§ The task
Show me every line in the listing that has the word "dress".
== == ==
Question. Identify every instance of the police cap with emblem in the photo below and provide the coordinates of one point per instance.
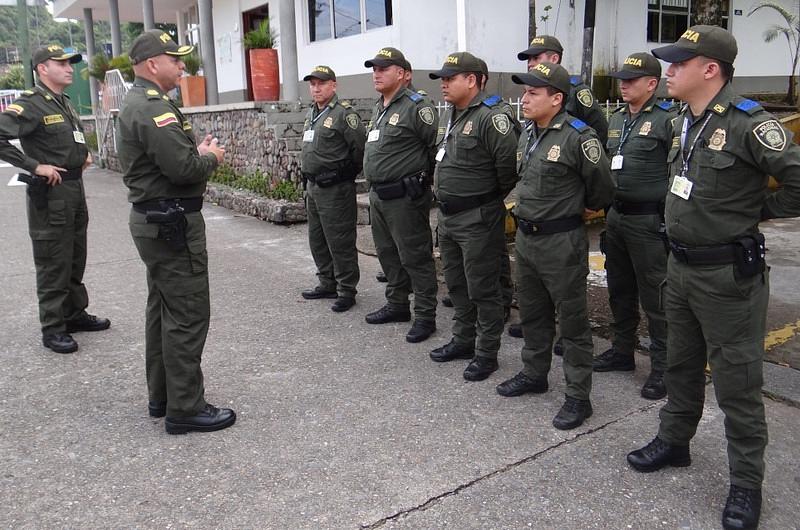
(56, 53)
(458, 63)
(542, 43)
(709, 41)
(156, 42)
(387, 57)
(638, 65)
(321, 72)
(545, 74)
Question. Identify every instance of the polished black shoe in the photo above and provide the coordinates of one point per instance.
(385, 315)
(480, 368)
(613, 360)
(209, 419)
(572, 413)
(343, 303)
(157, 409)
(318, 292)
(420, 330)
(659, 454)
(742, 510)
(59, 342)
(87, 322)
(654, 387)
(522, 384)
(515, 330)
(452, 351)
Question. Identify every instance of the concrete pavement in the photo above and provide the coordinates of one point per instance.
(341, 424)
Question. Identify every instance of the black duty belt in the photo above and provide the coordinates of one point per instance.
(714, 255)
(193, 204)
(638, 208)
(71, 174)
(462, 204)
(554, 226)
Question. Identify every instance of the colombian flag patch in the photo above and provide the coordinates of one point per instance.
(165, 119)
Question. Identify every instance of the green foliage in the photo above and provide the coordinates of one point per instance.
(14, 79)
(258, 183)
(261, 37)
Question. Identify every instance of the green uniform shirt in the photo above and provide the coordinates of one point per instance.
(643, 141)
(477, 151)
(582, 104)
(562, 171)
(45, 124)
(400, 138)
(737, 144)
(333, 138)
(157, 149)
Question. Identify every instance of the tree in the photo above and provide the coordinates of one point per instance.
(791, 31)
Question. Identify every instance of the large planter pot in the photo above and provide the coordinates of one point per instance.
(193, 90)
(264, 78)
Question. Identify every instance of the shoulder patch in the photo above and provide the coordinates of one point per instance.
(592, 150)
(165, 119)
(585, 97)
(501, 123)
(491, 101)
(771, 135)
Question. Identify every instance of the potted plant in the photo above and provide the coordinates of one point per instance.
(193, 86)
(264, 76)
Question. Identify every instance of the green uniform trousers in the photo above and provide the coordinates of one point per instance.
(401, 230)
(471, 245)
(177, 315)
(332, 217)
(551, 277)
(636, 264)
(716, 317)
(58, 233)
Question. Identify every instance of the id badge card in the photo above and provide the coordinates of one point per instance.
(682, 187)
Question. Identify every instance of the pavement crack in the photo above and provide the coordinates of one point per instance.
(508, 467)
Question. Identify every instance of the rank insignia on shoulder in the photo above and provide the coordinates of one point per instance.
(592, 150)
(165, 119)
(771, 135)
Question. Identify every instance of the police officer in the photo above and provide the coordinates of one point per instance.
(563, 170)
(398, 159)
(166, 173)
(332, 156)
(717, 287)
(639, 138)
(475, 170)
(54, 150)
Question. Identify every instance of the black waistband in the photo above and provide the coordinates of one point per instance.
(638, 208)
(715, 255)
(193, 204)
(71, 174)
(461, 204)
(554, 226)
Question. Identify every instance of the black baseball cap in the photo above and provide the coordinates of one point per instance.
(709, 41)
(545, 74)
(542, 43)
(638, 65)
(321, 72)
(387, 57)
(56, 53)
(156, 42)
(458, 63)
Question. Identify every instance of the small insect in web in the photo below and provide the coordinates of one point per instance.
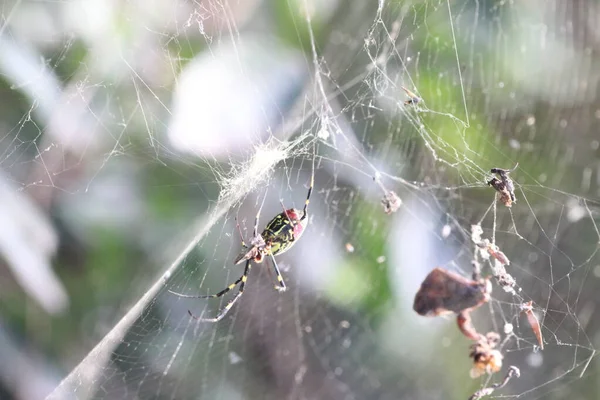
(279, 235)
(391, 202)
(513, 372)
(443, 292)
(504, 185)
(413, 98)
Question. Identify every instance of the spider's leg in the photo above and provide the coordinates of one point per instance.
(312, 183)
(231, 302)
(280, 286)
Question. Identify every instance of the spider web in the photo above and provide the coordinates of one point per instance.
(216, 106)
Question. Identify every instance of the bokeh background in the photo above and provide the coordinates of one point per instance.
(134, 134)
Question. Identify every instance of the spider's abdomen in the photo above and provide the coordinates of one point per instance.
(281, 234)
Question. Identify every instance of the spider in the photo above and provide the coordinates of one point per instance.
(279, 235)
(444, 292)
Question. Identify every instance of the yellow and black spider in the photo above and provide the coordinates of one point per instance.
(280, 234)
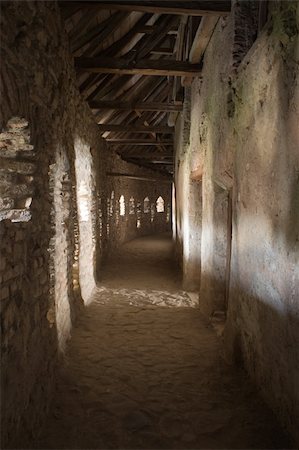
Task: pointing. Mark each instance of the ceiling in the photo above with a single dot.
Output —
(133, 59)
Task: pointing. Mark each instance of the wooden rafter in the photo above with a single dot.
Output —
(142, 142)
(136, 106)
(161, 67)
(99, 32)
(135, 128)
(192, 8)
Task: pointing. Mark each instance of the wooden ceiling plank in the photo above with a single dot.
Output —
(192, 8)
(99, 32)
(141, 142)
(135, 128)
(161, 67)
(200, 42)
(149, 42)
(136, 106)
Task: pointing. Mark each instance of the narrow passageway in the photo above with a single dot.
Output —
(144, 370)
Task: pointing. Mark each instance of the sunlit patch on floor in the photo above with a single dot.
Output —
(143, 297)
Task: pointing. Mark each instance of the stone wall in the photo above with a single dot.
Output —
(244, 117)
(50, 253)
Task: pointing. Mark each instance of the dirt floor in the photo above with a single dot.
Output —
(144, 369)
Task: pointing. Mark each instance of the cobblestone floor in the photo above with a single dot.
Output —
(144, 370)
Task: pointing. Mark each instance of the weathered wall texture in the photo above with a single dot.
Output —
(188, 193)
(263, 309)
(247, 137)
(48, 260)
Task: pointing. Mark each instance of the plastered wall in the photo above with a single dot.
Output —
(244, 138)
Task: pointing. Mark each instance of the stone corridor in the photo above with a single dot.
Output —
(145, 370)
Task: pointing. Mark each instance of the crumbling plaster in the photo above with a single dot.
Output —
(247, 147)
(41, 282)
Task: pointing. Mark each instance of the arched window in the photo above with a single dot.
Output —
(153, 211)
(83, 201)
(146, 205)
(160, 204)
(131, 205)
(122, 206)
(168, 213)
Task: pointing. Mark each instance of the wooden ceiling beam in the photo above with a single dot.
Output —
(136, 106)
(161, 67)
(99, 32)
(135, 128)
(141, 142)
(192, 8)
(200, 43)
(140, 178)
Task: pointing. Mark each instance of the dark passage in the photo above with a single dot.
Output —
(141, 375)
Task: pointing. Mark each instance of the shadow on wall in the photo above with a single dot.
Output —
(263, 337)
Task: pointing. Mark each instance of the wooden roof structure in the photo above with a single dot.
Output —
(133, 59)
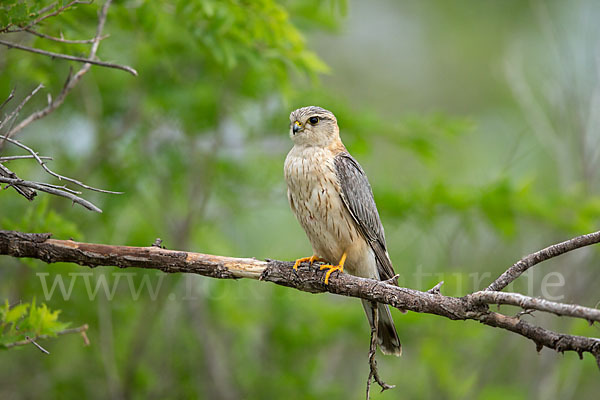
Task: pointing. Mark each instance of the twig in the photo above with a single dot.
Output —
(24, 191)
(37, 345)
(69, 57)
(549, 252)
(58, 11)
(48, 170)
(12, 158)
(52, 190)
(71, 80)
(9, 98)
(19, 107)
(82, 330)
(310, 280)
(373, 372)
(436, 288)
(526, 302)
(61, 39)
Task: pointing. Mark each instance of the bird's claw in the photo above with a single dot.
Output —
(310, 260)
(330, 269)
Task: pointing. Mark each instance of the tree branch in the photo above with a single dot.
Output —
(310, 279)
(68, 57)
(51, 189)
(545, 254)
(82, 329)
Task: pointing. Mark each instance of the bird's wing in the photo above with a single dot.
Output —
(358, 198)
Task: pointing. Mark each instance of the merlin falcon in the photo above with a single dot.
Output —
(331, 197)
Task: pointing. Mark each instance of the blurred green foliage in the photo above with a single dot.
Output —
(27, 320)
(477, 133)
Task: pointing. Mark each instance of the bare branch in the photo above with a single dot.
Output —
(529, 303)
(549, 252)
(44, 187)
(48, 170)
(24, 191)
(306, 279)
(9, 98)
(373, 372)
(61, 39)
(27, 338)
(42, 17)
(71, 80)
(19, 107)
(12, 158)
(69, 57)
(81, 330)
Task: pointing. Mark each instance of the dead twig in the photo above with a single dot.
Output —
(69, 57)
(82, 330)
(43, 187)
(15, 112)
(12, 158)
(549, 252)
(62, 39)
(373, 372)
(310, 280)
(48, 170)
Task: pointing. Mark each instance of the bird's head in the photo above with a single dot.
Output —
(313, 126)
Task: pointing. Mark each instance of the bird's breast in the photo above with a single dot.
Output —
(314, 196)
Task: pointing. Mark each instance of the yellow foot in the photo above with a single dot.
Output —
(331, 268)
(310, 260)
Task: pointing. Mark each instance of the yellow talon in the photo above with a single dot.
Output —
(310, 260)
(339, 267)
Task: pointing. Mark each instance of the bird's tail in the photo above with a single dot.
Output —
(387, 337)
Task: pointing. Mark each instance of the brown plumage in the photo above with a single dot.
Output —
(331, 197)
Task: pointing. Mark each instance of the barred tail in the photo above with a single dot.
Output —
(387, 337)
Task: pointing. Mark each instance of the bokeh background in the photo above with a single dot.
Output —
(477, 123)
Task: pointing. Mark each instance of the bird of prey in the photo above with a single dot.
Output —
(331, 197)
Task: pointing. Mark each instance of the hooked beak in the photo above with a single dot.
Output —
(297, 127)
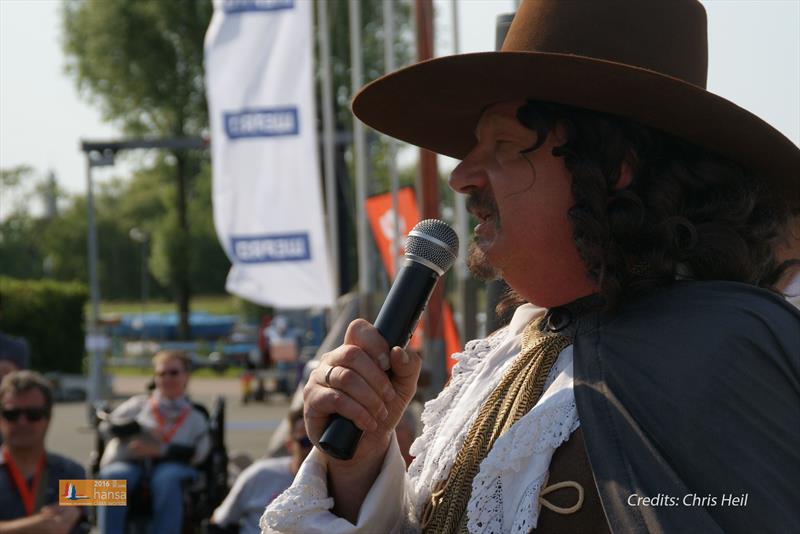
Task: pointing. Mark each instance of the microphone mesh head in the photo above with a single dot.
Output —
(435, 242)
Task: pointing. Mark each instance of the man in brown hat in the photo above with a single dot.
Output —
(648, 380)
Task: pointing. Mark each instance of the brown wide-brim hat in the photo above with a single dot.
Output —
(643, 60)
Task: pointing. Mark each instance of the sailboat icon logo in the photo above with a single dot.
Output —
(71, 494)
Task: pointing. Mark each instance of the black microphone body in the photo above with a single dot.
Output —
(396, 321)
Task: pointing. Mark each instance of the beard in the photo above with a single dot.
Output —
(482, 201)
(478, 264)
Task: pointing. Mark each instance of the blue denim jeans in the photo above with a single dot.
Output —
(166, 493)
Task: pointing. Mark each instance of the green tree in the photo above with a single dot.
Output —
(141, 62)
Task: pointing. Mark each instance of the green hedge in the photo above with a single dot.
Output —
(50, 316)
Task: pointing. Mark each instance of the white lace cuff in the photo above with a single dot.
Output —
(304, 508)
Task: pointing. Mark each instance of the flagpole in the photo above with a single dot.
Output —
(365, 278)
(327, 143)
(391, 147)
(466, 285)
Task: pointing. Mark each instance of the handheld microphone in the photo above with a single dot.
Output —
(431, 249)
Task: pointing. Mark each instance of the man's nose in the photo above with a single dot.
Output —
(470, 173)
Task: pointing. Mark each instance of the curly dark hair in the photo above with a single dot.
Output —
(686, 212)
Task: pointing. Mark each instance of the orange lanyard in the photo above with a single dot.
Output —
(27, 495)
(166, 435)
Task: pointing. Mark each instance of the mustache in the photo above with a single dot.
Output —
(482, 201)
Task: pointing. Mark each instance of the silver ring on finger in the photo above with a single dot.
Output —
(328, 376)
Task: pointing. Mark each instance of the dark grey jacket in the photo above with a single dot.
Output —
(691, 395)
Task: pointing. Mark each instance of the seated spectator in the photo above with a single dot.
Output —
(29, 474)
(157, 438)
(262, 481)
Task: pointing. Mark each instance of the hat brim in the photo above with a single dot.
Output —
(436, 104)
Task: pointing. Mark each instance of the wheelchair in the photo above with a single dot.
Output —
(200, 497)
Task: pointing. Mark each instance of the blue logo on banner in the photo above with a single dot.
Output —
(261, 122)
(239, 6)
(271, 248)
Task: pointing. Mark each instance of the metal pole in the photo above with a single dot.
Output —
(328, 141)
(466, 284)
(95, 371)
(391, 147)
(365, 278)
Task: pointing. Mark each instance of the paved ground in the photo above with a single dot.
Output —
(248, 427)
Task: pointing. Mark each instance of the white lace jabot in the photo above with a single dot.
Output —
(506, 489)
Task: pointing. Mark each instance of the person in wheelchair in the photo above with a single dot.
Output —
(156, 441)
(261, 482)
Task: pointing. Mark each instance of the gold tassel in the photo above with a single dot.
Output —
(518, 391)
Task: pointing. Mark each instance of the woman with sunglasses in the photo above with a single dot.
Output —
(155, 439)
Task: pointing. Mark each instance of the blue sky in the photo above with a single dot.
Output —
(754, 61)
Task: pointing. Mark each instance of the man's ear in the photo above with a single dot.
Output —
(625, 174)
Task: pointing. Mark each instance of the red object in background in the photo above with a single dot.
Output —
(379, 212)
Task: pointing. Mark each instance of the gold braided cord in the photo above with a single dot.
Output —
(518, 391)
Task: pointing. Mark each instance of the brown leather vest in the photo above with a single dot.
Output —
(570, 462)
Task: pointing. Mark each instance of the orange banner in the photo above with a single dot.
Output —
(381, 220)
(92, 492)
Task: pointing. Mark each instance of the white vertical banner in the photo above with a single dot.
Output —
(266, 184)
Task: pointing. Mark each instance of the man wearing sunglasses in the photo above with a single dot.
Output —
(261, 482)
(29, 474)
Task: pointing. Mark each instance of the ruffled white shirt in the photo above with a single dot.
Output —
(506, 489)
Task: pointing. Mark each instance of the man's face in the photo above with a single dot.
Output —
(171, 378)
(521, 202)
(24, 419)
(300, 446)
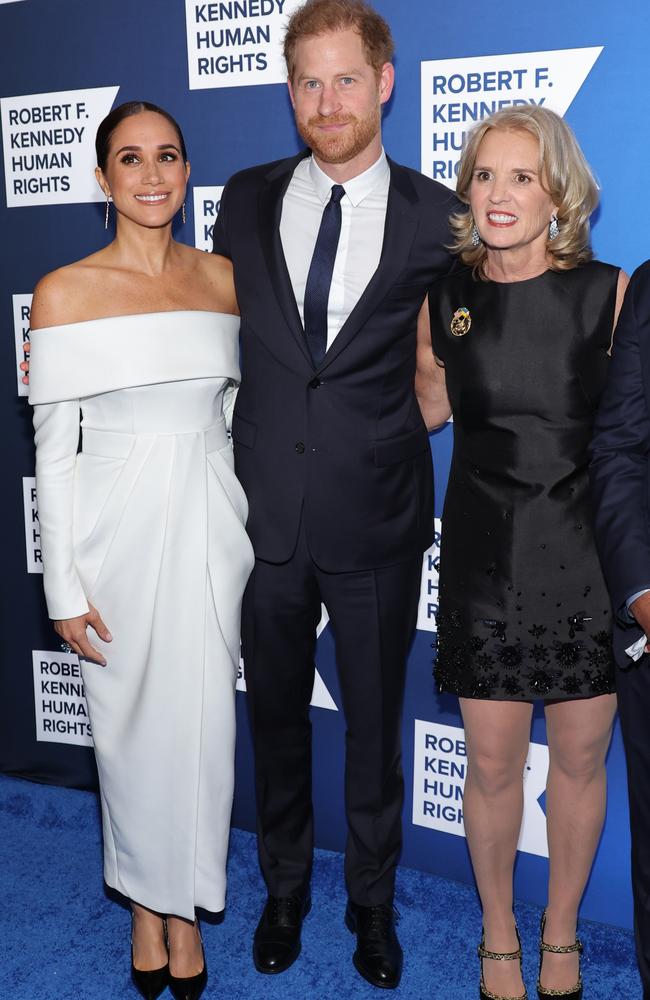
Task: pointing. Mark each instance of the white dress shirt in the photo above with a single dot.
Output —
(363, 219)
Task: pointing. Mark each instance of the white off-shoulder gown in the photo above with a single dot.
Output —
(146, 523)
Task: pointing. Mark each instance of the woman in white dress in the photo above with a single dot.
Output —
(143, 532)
== == ==
§ Answer
Task: pointing. Mark each instance of the white dress shirt in the photo above with a single dot.
Task: pointing. Mark each instance of the woman in white dress in the photo above with a single dot.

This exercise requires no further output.